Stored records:
________________________________________

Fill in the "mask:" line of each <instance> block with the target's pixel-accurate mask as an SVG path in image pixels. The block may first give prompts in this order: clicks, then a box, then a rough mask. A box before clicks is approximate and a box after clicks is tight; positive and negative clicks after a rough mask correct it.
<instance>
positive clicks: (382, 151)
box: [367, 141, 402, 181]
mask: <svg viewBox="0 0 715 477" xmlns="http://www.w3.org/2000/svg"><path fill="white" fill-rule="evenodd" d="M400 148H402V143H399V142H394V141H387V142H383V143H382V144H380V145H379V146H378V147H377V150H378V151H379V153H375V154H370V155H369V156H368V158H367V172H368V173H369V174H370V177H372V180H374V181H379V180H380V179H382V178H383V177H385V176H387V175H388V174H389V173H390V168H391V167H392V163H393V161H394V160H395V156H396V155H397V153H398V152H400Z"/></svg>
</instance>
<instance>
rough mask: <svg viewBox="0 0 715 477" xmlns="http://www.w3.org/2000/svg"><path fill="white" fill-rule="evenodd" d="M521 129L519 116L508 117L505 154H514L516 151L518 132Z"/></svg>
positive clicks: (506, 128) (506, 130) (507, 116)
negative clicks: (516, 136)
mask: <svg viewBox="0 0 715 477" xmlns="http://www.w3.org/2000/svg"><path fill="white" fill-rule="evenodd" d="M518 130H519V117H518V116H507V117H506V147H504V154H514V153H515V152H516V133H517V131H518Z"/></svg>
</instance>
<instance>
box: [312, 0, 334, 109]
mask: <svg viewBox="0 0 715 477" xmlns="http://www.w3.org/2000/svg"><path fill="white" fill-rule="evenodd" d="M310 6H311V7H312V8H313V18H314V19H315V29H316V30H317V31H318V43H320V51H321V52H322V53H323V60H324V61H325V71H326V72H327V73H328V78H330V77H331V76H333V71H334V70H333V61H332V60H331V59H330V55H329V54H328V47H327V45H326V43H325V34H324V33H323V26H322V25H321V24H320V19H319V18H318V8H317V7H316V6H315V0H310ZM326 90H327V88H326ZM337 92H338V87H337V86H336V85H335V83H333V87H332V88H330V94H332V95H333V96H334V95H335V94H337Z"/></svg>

________________________________________

» Task instructions: Wherever a line of the data holds "rough", copy that line.

» Task solution:
Fill in the "mask:" line of each <instance> block with the target's pixel-accurate mask as an SVG path in image pixels. The block may first give prompts in this order: clicks, then a box, then a rough mask. A box before clicks is approximate and a box after clicks is tight; positive and negative clicks after a rough mask correct it.
rough mask: <svg viewBox="0 0 715 477" xmlns="http://www.w3.org/2000/svg"><path fill="white" fill-rule="evenodd" d="M521 129L519 116L508 117L505 154H514L516 151L518 132Z"/></svg>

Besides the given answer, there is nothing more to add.